* ZIEL *
Formatieren Sie ausschließlich den Abschnitt von der Zeile mit „the green grass“ bis einschließlich der Zeile mit „pixel 678 289“ als nummerierte Liste. Leerzeilen werden dabei ausgelassen.

Einträge zum Zeigen auf benannte Objekte
------------------------------------------------------------------------

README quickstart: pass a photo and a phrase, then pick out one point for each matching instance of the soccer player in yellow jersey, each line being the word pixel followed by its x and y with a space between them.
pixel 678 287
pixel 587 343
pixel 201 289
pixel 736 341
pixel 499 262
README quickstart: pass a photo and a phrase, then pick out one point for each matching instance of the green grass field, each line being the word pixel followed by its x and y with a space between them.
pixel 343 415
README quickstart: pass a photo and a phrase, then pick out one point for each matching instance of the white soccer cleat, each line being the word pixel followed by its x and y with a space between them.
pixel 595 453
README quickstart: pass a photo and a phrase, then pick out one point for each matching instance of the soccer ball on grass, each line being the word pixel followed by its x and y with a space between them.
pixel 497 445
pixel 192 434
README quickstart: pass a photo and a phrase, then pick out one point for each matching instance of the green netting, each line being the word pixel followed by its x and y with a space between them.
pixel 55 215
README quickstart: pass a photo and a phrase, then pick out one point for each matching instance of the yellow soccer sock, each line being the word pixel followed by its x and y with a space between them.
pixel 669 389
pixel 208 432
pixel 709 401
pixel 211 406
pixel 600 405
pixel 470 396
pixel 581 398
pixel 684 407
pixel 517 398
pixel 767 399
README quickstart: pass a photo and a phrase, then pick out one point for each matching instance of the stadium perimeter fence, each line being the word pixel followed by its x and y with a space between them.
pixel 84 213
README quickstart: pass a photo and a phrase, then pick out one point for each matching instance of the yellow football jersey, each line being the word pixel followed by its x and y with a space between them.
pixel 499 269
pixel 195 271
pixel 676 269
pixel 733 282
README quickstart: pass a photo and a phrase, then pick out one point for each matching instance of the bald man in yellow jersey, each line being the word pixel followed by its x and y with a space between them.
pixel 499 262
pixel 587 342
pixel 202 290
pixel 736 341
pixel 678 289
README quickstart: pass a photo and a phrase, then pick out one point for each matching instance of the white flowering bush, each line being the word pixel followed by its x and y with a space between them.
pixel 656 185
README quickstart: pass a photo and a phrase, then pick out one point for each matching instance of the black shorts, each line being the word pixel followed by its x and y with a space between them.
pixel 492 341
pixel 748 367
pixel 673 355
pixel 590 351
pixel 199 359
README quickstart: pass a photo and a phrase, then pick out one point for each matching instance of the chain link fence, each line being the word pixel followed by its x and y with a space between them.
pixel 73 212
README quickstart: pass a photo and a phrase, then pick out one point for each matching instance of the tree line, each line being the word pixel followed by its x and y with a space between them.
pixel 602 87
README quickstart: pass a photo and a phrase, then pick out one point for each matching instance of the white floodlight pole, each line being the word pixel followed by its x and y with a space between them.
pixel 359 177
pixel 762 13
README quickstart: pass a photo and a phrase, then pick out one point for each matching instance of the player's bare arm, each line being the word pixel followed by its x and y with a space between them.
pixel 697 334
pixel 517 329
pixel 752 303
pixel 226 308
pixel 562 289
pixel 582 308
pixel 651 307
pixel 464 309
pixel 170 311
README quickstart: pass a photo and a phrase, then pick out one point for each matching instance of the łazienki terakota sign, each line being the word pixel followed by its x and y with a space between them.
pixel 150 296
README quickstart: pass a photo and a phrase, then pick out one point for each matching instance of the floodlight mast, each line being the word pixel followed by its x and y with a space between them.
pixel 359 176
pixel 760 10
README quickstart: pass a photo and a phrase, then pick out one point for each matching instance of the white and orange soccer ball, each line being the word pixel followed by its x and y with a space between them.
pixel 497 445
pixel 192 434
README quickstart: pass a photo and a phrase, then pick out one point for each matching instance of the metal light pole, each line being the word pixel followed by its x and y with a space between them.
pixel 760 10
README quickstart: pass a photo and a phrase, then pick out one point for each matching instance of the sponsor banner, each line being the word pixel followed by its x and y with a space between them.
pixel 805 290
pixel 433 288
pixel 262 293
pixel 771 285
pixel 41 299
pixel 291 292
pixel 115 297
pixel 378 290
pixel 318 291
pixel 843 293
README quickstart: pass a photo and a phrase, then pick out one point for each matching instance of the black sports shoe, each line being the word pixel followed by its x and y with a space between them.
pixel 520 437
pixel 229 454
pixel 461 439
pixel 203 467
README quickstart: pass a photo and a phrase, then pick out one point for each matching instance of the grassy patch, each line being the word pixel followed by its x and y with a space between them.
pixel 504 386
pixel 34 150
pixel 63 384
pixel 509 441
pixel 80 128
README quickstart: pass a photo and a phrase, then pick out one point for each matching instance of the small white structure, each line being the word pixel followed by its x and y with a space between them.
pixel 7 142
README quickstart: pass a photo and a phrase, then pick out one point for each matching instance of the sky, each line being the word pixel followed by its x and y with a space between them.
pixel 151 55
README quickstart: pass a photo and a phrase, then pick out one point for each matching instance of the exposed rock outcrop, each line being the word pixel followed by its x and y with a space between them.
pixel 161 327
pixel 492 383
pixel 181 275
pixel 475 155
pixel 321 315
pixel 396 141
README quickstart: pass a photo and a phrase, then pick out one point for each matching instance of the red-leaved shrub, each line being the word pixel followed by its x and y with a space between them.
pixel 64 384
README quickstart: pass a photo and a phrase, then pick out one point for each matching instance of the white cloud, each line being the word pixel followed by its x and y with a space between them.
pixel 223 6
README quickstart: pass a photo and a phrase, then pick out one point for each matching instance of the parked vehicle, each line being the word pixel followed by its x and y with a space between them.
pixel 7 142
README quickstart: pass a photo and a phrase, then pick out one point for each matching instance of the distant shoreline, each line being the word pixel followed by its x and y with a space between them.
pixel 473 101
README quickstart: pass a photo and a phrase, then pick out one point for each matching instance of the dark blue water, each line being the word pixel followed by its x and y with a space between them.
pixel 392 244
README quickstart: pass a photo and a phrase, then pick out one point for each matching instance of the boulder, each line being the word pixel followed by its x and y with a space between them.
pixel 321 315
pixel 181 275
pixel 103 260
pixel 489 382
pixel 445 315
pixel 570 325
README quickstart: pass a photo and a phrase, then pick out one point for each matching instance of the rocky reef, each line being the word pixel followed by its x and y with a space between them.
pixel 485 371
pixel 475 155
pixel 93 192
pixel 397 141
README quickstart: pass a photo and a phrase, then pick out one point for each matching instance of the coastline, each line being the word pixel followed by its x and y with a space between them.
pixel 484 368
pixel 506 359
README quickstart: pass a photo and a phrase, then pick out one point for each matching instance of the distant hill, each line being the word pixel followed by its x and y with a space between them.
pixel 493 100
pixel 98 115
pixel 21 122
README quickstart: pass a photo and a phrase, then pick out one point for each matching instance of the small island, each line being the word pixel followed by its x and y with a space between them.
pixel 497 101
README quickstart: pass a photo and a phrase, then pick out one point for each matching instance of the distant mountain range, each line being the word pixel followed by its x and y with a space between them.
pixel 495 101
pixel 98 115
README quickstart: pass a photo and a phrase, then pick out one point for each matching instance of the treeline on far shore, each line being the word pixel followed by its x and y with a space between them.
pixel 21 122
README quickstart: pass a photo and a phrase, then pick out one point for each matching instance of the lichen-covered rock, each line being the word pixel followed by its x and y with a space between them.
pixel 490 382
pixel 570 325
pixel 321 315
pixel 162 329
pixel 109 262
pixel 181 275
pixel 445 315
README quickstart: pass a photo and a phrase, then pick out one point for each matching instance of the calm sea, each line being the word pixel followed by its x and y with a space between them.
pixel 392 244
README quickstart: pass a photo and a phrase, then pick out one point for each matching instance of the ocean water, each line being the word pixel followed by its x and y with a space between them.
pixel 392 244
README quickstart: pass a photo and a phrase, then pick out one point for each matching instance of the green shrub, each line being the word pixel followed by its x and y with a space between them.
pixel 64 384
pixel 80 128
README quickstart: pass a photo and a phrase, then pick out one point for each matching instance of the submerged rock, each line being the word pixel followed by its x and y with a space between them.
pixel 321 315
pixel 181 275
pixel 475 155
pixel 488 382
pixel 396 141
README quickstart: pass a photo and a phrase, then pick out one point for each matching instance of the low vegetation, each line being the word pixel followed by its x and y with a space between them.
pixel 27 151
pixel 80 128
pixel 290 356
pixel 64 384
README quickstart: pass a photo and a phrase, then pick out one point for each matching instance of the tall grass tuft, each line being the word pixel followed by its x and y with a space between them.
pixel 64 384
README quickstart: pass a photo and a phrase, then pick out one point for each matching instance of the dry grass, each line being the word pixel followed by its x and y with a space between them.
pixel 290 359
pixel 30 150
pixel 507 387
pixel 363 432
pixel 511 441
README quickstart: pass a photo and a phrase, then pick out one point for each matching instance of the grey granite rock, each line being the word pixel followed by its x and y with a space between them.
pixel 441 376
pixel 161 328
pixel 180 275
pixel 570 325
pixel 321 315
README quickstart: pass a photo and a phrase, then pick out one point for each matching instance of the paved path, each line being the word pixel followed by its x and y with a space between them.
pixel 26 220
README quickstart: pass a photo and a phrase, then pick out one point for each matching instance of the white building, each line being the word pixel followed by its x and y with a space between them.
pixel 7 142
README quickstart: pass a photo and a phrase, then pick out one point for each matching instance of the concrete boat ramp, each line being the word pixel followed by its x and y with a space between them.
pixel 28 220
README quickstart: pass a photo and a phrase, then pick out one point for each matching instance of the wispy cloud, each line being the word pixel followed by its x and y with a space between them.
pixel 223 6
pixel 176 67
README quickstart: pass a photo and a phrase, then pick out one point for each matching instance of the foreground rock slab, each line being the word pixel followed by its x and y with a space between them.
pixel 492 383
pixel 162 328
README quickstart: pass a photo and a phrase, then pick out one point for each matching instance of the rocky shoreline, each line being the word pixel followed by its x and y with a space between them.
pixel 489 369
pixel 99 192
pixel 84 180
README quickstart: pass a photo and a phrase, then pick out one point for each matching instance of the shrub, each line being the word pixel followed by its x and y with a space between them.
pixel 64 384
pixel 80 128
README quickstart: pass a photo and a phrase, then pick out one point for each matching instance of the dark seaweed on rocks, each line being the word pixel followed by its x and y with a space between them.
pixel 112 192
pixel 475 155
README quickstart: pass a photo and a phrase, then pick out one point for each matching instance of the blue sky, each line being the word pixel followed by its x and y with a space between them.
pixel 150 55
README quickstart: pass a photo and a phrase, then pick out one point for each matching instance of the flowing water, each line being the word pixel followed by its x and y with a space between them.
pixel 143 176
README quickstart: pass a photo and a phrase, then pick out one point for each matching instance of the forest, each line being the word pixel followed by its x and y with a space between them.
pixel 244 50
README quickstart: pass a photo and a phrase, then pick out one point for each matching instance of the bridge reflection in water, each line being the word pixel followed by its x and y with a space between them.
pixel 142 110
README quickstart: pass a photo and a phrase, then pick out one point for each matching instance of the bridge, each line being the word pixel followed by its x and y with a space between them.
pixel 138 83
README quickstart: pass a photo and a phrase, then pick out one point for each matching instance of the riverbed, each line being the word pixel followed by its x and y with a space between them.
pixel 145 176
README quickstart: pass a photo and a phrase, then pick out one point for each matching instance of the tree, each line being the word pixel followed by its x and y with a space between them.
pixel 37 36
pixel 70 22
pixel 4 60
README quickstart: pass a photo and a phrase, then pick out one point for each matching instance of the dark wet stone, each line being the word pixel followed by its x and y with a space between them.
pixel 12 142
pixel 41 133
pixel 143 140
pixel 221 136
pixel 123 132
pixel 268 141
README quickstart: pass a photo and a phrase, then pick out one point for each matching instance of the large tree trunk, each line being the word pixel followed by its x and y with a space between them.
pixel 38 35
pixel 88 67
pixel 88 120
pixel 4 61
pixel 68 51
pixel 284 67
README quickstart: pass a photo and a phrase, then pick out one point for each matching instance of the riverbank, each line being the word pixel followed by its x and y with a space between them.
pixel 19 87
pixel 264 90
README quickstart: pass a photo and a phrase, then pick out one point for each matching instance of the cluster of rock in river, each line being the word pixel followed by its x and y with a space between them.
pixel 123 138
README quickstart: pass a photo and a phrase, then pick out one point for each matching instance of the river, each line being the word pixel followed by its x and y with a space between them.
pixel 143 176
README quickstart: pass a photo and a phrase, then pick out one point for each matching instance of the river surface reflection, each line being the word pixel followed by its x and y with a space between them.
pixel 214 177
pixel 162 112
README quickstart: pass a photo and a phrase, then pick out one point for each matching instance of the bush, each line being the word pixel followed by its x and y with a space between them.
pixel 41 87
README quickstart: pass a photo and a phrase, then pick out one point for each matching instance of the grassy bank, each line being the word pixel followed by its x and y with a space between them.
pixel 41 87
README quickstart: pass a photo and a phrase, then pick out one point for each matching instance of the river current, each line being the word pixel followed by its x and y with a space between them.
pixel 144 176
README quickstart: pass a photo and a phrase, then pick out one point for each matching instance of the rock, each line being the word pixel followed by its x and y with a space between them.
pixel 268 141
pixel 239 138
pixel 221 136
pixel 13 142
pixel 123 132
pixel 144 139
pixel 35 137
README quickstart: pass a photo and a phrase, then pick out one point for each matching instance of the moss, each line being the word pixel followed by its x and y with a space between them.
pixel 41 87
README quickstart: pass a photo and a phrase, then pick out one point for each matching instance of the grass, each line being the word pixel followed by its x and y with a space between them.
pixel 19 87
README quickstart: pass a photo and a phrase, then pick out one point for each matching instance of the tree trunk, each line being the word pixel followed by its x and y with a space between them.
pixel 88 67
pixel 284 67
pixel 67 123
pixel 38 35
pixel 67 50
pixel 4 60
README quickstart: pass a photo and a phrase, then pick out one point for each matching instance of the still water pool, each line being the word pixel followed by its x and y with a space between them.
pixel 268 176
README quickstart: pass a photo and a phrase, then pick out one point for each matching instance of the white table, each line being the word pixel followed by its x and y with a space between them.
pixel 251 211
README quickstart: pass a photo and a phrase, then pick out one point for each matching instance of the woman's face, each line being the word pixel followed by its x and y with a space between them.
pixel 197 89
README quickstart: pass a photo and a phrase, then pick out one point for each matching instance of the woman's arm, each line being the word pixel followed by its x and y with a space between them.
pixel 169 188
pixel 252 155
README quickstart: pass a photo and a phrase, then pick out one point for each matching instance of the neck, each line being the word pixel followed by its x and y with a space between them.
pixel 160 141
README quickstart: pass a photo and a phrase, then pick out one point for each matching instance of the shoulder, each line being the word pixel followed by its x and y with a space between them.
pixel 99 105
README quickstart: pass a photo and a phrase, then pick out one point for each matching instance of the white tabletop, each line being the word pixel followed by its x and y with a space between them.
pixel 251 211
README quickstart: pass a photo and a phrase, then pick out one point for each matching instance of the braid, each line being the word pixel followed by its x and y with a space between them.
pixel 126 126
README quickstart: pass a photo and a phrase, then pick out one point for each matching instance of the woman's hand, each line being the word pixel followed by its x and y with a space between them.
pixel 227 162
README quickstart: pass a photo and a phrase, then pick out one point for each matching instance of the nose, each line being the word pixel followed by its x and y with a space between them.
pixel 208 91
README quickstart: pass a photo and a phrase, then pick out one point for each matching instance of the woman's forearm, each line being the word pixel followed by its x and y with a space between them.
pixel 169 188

------------------------------------------------------------------------

* AUSGABE *
1. README quickstart: pass a photo and a phrase, then pick out one point for each matching instance of the green grass field, each line being the word pixel followed by its x and y with a space between them.
2. pixel 343 415
3. README quickstart: pass a photo and a phrase, then pick out one point for each matching instance of the white soccer cleat, each line being the word pixel followed by its x and y with a space between them.
4. pixel 595 453
5. README quickstart: pass a photo and a phrase, then pick out one point for each matching instance of the soccer ball on grass, each line being the word pixel followed by its x and y with a space between them.
6. pixel 497 445
7. pixel 192 434
8. README quickstart: pass a photo and a phrase, then pick out one point for each matching instance of the green netting, each line being the word pixel followed by its x and y with a space between them.
9. pixel 55 215
10. README quickstart: pass a photo and a phrase, then pick out one point for each matching instance of the yellow soccer sock, each line being the word pixel followed by its x and y with a space between them.
11. pixel 669 389
12. pixel 208 432
13. pixel 709 401
14. pixel 211 406
15. pixel 600 405
16. pixel 470 396
17. pixel 581 398
18. pixel 684 407
19. pixel 517 398
20. pixel 767 399
21. README quickstart: pass a photo and a phrase, then pick out one point for each matching instance of the stadium perimeter fence, each line being the word pixel followed by its x and y with a space between them.
22. pixel 84 213
23. README quickstart: pass a photo and a phrase, then pick out one point for each matching instance of the yellow football jersey, each line being the word pixel followed by its x and y with a space between them.
24. pixel 499 269
25. pixel 195 271
26. pixel 676 269
27. pixel 733 282
28. README quickstart: pass a photo and a phrase, then pick out one point for each matching instance of the bald man in yellow jersey, each line being the word pixel followed by its x and y with a space between them.
29. pixel 499 262
30. pixel 587 342
31. pixel 202 290
32. pixel 736 341
33. pixel 678 289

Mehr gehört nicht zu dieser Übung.